→ SET TASK
Rewrite the data below, switching "white" to "cream" wherever it appears and changing nothing else. Omit the pictures from your answer.

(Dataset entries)
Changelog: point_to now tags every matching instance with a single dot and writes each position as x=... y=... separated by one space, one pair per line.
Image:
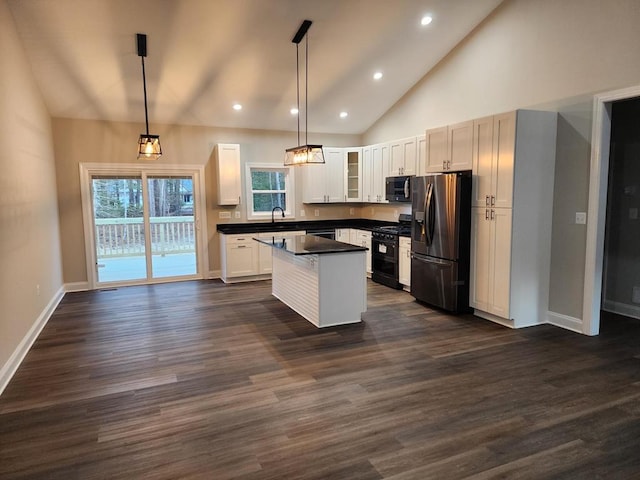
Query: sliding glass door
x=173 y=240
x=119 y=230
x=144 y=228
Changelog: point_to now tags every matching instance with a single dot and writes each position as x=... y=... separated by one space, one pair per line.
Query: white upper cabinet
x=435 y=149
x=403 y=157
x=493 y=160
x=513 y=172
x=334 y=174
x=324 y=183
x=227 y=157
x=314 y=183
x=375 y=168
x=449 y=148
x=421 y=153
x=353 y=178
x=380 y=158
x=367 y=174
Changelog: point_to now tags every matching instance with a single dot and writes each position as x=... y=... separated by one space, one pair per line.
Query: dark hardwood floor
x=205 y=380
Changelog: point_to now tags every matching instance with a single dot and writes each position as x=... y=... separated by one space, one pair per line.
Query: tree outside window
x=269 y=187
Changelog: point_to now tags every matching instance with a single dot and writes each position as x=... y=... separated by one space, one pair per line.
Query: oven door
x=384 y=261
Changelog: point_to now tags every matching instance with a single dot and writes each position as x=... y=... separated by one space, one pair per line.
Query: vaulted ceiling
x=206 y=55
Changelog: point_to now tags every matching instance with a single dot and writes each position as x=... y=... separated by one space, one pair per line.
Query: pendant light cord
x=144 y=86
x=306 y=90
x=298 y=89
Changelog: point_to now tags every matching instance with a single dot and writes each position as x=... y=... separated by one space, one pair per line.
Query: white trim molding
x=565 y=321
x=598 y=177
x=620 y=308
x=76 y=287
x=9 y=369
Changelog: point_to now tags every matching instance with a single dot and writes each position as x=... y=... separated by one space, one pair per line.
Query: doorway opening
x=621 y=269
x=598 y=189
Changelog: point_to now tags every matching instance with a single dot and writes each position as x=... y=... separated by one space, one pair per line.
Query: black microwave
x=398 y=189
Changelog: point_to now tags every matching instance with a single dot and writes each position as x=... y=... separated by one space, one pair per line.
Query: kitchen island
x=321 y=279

→ CORRECT OUTPUT
Changelog: point_to now tags every matching instance with a single dot and writes each position as x=... y=... separated by one space, one pair per line.
Image:
Query: sliding glass door
x=173 y=240
x=119 y=230
x=144 y=228
Changelog: point_to now tags every matching instance with a single dot and writes each position as x=... y=... separated by one space, one pair per line.
Query: cream upper cabinet
x=435 y=149
x=403 y=157
x=493 y=160
x=513 y=172
x=334 y=174
x=324 y=183
x=227 y=157
x=314 y=183
x=375 y=168
x=449 y=148
x=421 y=153
x=353 y=178
x=380 y=158
x=367 y=174
Changelog: point_to now tags every matching instance with a single dot and writes each position as x=... y=... separated by one space, one pair per line.
Query: dark hardwood floor
x=205 y=380
Changelog: point_to now tags every matching instance with a single dot and writes each position as x=... y=... separated by one space, one pair per line.
Query: tree outside window
x=269 y=187
Changelog: point_to now tags every matching instance with a single dot and writes each position as x=... y=... separated by one space, one pair per line.
Query: oven door
x=384 y=261
Changelog: point_to now tags every matching instance with a single dot and writes each position as x=... y=... separated by one space, one pair per line.
Query: vaulted ceiling
x=206 y=55
Changelog: point_to now tags every matching instance with a single dot and writes each position as x=... y=... separated by one space, one pair per line.
Query: pendant light cord
x=144 y=86
x=306 y=90
x=298 y=89
Changelog: point_to now tags every matching instance with a single dot and writes each position as x=... y=... separated by one space, one pair per line.
Query: cream trim molding
x=565 y=321
x=598 y=177
x=620 y=308
x=76 y=287
x=9 y=369
Changelog: point_to now tags every matching instance with a single dot and writes each position as x=... y=... separated by one space, one pair per line.
Query: doorway opening
x=621 y=269
x=598 y=189
Changelog: point_to now tags every matching instance with a single dot and writes each position as x=... y=... separated by one space, one pair per line.
Query: black microwave
x=398 y=189
Changelog: point_to now tags every matching instance with a single dot and writes each position as x=... y=... separated by one space, one pair per line.
Query: kitchen island
x=321 y=279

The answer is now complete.